● **What is asked**:
Rewrite the lines of every item below as a numbered list, skipping any blank lines.

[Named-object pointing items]
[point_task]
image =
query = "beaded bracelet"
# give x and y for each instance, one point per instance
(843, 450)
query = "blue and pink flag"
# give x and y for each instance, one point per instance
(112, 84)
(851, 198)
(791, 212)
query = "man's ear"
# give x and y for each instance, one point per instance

● **Solved exercise**:
1. [point_task]
2. image =
3. query = "beaded bracelet"
4. # give x and y for each instance, one point per instance
5. (843, 450)
6. query = "blue and pink flag"
7. # give x and y for each instance, one point per instance
8. (112, 84)
9. (851, 198)
10. (791, 212)
11. query = "man's ear"
12. # give x and y for each instance, one point per instance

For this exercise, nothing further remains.